### Work task
Examine the records and identify each line that includes the string "locate". Copy those lines.

Source records
-=-=-

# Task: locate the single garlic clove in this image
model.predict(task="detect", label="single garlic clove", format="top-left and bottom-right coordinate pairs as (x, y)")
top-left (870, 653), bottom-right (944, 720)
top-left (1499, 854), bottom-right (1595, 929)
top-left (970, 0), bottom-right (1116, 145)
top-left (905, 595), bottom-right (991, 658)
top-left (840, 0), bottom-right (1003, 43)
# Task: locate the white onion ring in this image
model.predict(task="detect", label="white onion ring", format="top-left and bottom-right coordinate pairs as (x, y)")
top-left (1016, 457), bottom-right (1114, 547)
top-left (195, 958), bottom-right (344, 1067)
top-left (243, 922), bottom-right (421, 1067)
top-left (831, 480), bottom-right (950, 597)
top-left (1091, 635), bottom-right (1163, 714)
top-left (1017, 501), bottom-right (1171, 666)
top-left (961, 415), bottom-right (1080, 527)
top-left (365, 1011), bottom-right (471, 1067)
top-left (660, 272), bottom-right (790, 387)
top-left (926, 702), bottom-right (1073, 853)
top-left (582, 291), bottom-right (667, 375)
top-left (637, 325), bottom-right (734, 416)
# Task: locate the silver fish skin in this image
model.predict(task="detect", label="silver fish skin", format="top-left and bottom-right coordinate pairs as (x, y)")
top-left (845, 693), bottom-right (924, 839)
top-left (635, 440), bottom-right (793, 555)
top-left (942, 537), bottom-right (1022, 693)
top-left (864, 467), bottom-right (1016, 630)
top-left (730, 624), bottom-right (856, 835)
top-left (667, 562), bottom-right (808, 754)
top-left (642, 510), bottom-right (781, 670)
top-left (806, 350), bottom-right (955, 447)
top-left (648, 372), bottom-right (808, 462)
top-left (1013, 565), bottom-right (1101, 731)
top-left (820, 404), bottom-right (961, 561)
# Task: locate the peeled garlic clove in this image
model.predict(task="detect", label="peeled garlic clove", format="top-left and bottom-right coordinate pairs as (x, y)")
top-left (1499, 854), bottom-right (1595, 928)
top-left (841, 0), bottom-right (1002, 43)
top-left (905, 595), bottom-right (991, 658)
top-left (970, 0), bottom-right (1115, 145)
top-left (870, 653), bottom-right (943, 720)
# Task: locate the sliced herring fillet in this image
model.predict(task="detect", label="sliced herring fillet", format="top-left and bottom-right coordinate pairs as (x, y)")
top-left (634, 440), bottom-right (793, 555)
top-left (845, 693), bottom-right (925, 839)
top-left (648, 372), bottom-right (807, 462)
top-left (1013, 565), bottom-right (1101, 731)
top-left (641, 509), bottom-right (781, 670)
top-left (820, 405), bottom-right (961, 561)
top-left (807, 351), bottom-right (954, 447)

-=-=-

### The completed task
# Task: locate the single garlic clove in this image
# Task: locate the white onion ring in this image
# Task: locate the silver fish skin in this image
# Task: locate the peeled garlic clove in this image
# Task: locate the sliced herring fillet in this image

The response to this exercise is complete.